Excerpts from point annotation data
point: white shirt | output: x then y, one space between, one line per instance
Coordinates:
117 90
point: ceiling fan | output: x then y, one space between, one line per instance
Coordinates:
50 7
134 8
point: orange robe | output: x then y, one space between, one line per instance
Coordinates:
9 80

EXERCISE AIM: Reproduce verbatim every line from the one containing "point: ceiling fan" through the end of the items, both ends included.

ANSWER TO THIS EXERCISE:
point: ceiling fan | output: x then y, one space between, one line per instance
Coordinates:
50 7
134 8
point: orange robe | output: x then y, one space between, one line per instance
Coordinates:
9 80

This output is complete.